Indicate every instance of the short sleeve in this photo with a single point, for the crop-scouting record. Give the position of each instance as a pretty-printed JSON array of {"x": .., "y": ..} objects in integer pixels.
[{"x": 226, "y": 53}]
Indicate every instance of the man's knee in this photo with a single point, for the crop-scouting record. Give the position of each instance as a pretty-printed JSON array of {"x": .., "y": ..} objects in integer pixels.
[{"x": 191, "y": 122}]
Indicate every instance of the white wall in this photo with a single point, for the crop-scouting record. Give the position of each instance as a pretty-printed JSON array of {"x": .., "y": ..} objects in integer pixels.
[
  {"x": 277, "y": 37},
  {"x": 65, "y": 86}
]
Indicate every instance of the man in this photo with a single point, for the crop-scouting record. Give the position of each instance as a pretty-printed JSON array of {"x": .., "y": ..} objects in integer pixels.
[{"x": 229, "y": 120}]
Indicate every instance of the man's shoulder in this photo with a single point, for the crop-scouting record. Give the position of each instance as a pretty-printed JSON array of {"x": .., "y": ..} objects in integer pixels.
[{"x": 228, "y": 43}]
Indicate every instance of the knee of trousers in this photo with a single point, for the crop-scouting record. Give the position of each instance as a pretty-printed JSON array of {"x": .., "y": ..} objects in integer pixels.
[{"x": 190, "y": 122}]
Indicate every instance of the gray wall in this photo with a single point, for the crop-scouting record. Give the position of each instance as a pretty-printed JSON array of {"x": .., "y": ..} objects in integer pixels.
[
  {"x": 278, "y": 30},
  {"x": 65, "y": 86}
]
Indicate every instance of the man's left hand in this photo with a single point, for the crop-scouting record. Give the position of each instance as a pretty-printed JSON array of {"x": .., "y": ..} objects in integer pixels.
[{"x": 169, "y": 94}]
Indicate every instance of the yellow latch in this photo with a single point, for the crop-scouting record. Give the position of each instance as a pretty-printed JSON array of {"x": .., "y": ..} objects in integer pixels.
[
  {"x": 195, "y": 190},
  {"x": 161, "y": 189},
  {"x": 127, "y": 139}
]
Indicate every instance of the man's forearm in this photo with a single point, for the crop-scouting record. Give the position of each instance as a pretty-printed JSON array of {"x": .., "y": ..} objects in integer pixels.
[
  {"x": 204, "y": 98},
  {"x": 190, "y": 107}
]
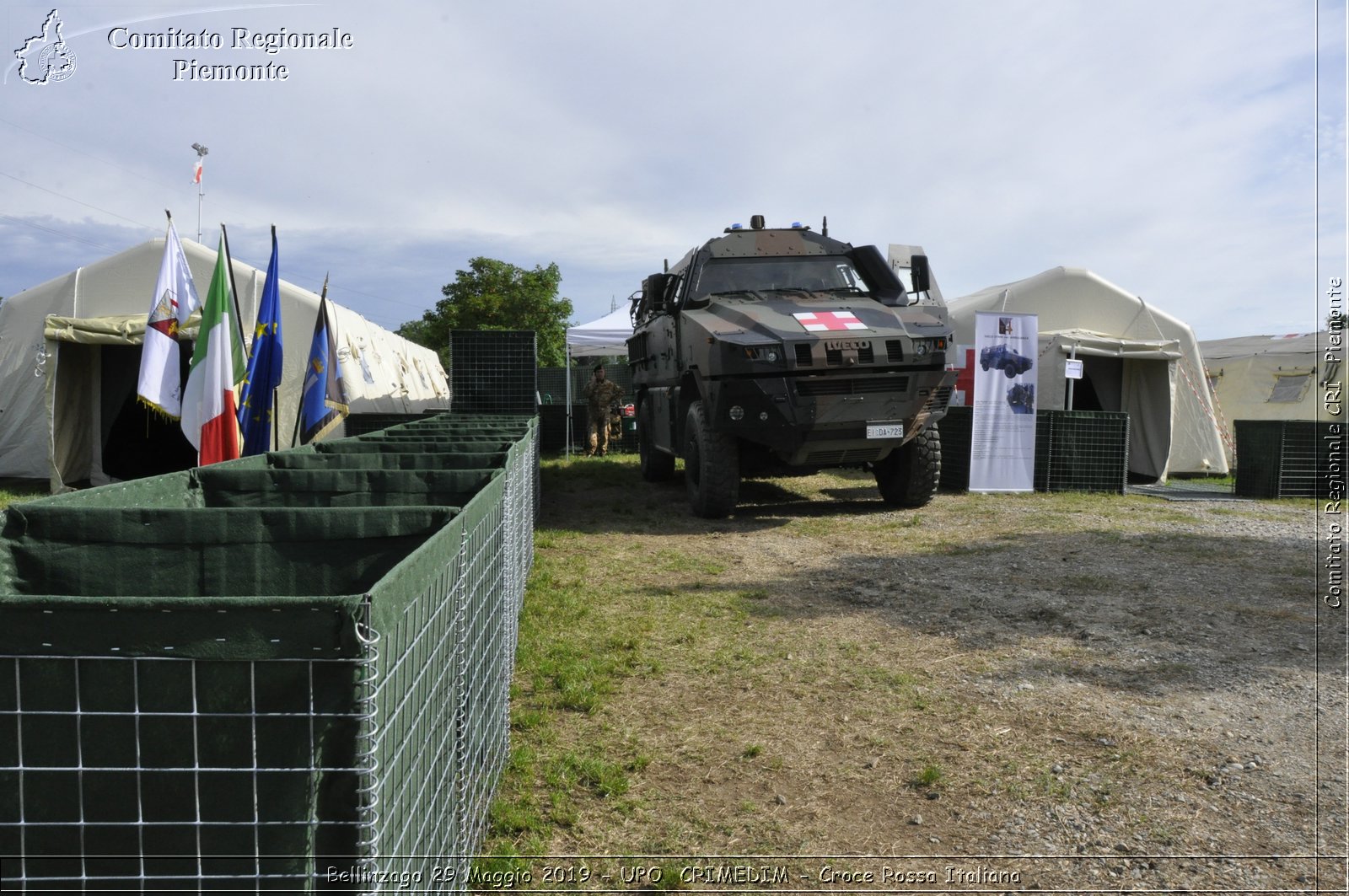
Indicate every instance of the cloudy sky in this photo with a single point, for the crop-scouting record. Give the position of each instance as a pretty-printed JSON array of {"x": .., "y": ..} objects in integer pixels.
[{"x": 1174, "y": 148}]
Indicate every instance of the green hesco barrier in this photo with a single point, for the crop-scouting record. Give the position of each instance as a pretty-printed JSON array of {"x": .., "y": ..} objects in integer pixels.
[
  {"x": 339, "y": 487},
  {"x": 184, "y": 554},
  {"x": 154, "y": 491},
  {"x": 486, "y": 440},
  {"x": 381, "y": 446},
  {"x": 256, "y": 698},
  {"x": 388, "y": 460},
  {"x": 215, "y": 696}
]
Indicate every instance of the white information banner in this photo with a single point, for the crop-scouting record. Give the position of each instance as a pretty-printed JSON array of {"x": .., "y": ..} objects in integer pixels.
[{"x": 1002, "y": 435}]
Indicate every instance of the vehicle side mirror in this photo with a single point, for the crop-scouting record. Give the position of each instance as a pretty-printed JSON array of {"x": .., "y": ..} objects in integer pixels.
[
  {"x": 656, "y": 292},
  {"x": 885, "y": 285},
  {"x": 921, "y": 274}
]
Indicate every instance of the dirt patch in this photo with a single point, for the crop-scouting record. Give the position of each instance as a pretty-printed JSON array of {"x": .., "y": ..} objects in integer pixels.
[{"x": 1013, "y": 691}]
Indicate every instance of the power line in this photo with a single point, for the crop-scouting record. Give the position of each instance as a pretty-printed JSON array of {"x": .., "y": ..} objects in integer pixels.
[
  {"x": 121, "y": 217},
  {"x": 148, "y": 180},
  {"x": 69, "y": 236}
]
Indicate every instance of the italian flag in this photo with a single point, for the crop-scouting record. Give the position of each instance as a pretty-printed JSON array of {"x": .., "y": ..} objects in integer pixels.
[{"x": 209, "y": 410}]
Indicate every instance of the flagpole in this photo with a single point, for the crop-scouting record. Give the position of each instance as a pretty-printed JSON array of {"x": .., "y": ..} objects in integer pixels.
[
  {"x": 202, "y": 182},
  {"x": 276, "y": 393},
  {"x": 300, "y": 412},
  {"x": 234, "y": 292}
]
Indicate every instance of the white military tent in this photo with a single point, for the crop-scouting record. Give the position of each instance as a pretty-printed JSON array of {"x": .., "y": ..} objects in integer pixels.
[
  {"x": 71, "y": 354},
  {"x": 605, "y": 336},
  {"x": 1137, "y": 358},
  {"x": 1271, "y": 378}
]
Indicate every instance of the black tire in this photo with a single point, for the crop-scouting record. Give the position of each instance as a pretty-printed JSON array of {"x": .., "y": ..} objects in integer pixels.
[
  {"x": 712, "y": 466},
  {"x": 910, "y": 476},
  {"x": 656, "y": 464}
]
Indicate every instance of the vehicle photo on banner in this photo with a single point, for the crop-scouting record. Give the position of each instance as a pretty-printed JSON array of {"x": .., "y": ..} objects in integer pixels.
[{"x": 1002, "y": 436}]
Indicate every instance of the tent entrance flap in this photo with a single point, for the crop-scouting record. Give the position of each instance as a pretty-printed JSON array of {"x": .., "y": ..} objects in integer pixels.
[
  {"x": 99, "y": 429},
  {"x": 1147, "y": 393}
]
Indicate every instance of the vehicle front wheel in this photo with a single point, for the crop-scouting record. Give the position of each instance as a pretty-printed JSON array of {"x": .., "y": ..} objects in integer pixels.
[
  {"x": 712, "y": 466},
  {"x": 910, "y": 476},
  {"x": 656, "y": 464}
]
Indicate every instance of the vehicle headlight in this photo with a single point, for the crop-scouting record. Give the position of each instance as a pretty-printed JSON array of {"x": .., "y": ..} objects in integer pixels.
[{"x": 771, "y": 354}]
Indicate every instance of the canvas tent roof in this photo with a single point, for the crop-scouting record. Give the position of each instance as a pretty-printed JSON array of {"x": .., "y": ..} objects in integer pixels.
[
  {"x": 1137, "y": 359},
  {"x": 65, "y": 370},
  {"x": 1271, "y": 378},
  {"x": 605, "y": 336}
]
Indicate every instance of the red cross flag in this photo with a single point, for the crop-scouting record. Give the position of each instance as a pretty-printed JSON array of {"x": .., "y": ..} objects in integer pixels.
[{"x": 820, "y": 321}]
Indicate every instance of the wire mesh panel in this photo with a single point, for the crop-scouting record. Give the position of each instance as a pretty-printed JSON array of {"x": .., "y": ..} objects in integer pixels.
[
  {"x": 1081, "y": 451},
  {"x": 492, "y": 372},
  {"x": 1285, "y": 458},
  {"x": 177, "y": 774},
  {"x": 442, "y": 706},
  {"x": 362, "y": 422},
  {"x": 1074, "y": 449},
  {"x": 955, "y": 429},
  {"x": 226, "y": 732}
]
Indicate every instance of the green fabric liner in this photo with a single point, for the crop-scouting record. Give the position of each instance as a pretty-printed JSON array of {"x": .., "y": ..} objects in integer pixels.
[
  {"x": 154, "y": 491},
  {"x": 431, "y": 439},
  {"x": 270, "y": 571},
  {"x": 373, "y": 446},
  {"x": 382, "y": 460},
  {"x": 235, "y": 588},
  {"x": 339, "y": 487}
]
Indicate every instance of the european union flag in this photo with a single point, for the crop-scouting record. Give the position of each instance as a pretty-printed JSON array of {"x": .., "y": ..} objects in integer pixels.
[
  {"x": 255, "y": 404},
  {"x": 324, "y": 402}
]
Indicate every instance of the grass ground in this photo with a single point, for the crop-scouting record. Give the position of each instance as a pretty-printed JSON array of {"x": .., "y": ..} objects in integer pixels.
[{"x": 820, "y": 669}]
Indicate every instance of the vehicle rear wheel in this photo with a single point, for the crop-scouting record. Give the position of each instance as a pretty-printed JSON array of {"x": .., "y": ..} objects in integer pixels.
[
  {"x": 910, "y": 475},
  {"x": 712, "y": 466},
  {"x": 656, "y": 464}
]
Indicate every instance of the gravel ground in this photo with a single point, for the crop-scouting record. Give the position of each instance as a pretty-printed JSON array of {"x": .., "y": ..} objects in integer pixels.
[{"x": 1085, "y": 694}]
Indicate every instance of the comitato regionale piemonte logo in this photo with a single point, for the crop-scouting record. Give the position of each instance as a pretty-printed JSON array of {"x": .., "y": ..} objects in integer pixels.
[{"x": 46, "y": 57}]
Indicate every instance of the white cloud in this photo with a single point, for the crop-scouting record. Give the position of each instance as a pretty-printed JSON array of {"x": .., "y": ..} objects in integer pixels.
[{"x": 1166, "y": 146}]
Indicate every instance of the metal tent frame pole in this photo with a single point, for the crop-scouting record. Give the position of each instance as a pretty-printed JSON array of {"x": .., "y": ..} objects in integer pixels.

###

### REQUIREMENT
Output only the lines from the one that contains "Indicate every instance of the white cloud" through the last line of the data above, each restated exactly.

### FINAL ANSWER
Indicate every instance of the white cloud in this photo with a single point, for the crop-scouting record. Give the position of each instance as a pretty-printed JSON array of {"x": .., "y": ..} objects in integer pixels.
[{"x": 1166, "y": 146}]
Indicate every instance of the metal tent frame pole in this photo with a single point, for the crop-scouting record. Give the position of each instance as a pretty-printed JSON array of {"x": .., "y": ..} objects in integer pixels.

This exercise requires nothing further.